Short problem | Beneath this sentence is a set of records; write each of them out exactly.

Labeled-object pointing entries
## start
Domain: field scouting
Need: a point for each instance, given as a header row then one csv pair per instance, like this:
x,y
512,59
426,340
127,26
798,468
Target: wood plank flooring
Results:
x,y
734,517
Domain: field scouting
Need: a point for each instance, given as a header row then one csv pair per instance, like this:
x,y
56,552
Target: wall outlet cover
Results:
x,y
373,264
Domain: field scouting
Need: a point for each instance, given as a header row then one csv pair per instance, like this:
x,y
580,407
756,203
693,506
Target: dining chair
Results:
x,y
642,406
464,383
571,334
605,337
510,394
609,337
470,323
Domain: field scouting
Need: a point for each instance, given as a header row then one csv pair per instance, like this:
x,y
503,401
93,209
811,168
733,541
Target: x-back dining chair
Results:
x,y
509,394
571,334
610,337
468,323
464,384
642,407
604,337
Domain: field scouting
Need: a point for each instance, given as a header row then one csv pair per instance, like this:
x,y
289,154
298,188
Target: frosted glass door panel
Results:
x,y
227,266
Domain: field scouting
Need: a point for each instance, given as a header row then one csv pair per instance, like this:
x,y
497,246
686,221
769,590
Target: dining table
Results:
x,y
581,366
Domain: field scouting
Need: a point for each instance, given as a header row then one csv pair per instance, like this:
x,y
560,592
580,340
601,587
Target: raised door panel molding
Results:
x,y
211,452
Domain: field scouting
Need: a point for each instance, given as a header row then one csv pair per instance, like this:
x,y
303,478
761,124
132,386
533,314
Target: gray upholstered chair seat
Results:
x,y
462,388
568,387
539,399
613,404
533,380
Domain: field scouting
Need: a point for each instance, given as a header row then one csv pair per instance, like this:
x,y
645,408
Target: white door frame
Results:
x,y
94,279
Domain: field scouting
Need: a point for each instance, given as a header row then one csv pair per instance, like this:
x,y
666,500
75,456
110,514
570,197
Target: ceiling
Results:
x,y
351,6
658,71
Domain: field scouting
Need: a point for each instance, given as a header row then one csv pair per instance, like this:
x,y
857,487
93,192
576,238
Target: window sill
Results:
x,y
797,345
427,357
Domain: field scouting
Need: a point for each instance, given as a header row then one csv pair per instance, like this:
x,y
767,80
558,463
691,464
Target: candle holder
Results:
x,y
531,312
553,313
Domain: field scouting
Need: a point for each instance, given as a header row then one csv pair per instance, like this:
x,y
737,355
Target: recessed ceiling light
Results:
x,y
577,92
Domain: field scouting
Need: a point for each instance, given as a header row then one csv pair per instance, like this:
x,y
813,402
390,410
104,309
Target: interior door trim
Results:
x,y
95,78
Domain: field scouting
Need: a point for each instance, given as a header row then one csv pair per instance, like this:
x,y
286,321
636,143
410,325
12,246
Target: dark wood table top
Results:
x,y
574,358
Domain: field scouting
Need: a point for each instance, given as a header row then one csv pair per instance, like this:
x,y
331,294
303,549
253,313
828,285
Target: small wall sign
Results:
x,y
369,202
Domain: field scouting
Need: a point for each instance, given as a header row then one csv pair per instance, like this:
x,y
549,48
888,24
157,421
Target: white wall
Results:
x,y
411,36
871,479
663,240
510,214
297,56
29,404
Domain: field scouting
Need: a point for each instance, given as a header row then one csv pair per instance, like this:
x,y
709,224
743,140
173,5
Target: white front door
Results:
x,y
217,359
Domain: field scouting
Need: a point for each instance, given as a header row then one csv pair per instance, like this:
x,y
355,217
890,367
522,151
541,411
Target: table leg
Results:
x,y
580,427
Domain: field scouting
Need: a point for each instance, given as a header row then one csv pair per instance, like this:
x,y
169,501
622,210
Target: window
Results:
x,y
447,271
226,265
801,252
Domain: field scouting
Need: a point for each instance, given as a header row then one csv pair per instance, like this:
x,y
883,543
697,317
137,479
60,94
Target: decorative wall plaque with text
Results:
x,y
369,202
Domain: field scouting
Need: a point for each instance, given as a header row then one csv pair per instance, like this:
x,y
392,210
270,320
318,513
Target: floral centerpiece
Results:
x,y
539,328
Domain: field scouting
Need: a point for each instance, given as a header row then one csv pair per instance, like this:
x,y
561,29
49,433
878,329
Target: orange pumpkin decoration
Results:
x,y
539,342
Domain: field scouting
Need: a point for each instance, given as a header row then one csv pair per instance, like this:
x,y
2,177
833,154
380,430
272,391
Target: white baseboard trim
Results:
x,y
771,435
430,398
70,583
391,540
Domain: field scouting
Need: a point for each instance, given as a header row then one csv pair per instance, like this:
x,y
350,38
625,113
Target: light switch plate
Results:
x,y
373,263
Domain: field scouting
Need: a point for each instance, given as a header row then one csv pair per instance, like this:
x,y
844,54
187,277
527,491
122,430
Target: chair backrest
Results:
## end
Solution for this problem |
Domain: field scouting
Need: a point for each instance, given as a header row then one csv pair per instance, like this:
x,y
512,59
426,340
127,26
798,468
Target: wood plank flooring
Results:
x,y
734,517
Domain: field scouting
Need: a point for each instance, given as a header row then one csv pair per instance, like this:
x,y
56,552
Target: wall outlet cover
Results:
x,y
373,264
Domain: field scouting
Need: a point for each instance, given as a header row then one csv pair per instance, like this:
x,y
580,407
756,203
693,506
Target: dining chair
Results:
x,y
642,406
464,383
571,334
605,337
510,394
609,337
470,323
Domain: field scouting
Need: a point for each instance, given as a header row then one csv pair per instance, like this:
x,y
503,401
93,209
811,168
733,541
Target: x-back dining chair
Results:
x,y
509,394
571,334
610,337
468,323
464,384
642,407
604,337
Domain: field scouting
Need: a point for each instance, given as a header row then one csv pair per instance, like this:
x,y
289,154
298,188
Target: frosted glass door panel
Results:
x,y
227,266
Domain: field scouting
Need: a point for each instance, given as a header row then one csv pair per instance, like this:
x,y
497,246
686,221
769,590
Target: dining table
Results:
x,y
581,366
Domain: field scouting
Need: a point for each instance, given as a header row then one csv pair per instance, like this:
x,y
560,592
580,340
601,587
Target: raised door panel molding
Results:
x,y
211,452
Domain: field scouting
Need: a point for each instance, given as a header row then one csv pair per instance, like this:
x,y
303,478
761,124
132,386
533,314
Target: gray upholstered chair seat
Results:
x,y
462,388
568,387
539,399
613,404
533,380
Domain: field scouting
Need: a point for each instance, given as a header row then one csv pair per instance, like this:
x,y
645,408
Target: white door frame
Results:
x,y
94,279
Domain: field scouting
Need: a point for each instance, given as a header row then one csv pair per instance, like this:
x,y
666,500
75,456
110,514
570,197
Target: ceiling
Results:
x,y
351,6
658,71
Domain: field scouting
Need: a point for each instance, given as a header row then one csv pair per instance, like this:
x,y
857,487
93,192
576,238
Target: window sill
Results:
x,y
797,345
427,357
Domain: field scouting
Need: a point for each instance, given as a header row then one csv pair per instance, like this:
x,y
767,80
558,463
691,464
Target: candle holder
Results:
x,y
531,312
553,313
Domain: field scouting
Need: a point for each instance, given as a header row then one csv pair per instance, like this:
x,y
737,355
Target: recessed ceiling light
Results:
x,y
577,92
Domain: field scouting
Need: a point for each instance, given as a header row then one csv pair per instance, like this:
x,y
813,402
390,410
104,309
Target: interior door trim
Results:
x,y
95,78
Domain: field scouting
Need: a point for each instance, given as a header row then one csv pair per instance, like this:
x,y
286,321
636,143
410,325
12,246
Target: dark wood table top
Results:
x,y
574,358
Domain: field scouting
Need: a point for each instance, given as a header row then one csv pair per instance, like this:
x,y
331,294
303,549
253,313
828,285
Target: small wall sign
Results:
x,y
369,202
Domain: field scouting
Need: a point for each instance, given as a header row then one csv pair per instance, like this:
x,y
549,48
888,24
157,421
Target: white wall
Results:
x,y
411,36
871,479
663,240
510,214
297,56
29,404
Domain: field scouting
Need: a point for each instance, given as a header row then one csv pair per instance, like this:
x,y
709,224
743,140
173,5
Target: white front door
Results:
x,y
217,359
Domain: field scouting
Need: a point for each instance, given as a header row then one csv pair per instance, like this:
x,y
355,217
890,367
522,151
541,411
Target: table leg
Results:
x,y
580,427
Domain: field scouting
Need: a point for each instance, given as a header row then one csv pair per instance, like this:
x,y
169,501
622,210
Target: window
Results:
x,y
447,271
226,265
801,252
Domain: field scouting
Need: a point for each instance, given as a header row then one csv pair per instance, like this:
x,y
883,543
697,317
137,479
60,94
Target: decorative wall plaque with text
Results:
x,y
369,202
Domain: field scouting
Need: a point for each instance, given as a header row then one csv pair per instance, like this:
x,y
392,210
270,320
318,513
Target: floral centerpiece
Results:
x,y
539,328
Domain: field scouting
Need: a point for each instance, given as a header row then one csv pair per instance, like this:
x,y
561,29
49,433
878,329
Target: orange pumpkin decoration
Results:
x,y
539,342
Domain: field scouting
Need: a point for each instance, given as a header row then one csv pair per instance, like this:
x,y
2,177
833,154
380,430
272,391
Target: white baseboard trim
Results:
x,y
771,435
430,398
70,583
391,540
Domain: field scouting
Need: a point for each instance, given as a header row then one csv pair per instance, like this:
x,y
350,38
625,113
Target: light switch plate
Results:
x,y
373,263
Domain: field scouting
Need: a point for each instance, given as a header row then one csv pair per instance, like this:
x,y
844,54
187,277
527,491
122,430
Target: chair backrest
Results:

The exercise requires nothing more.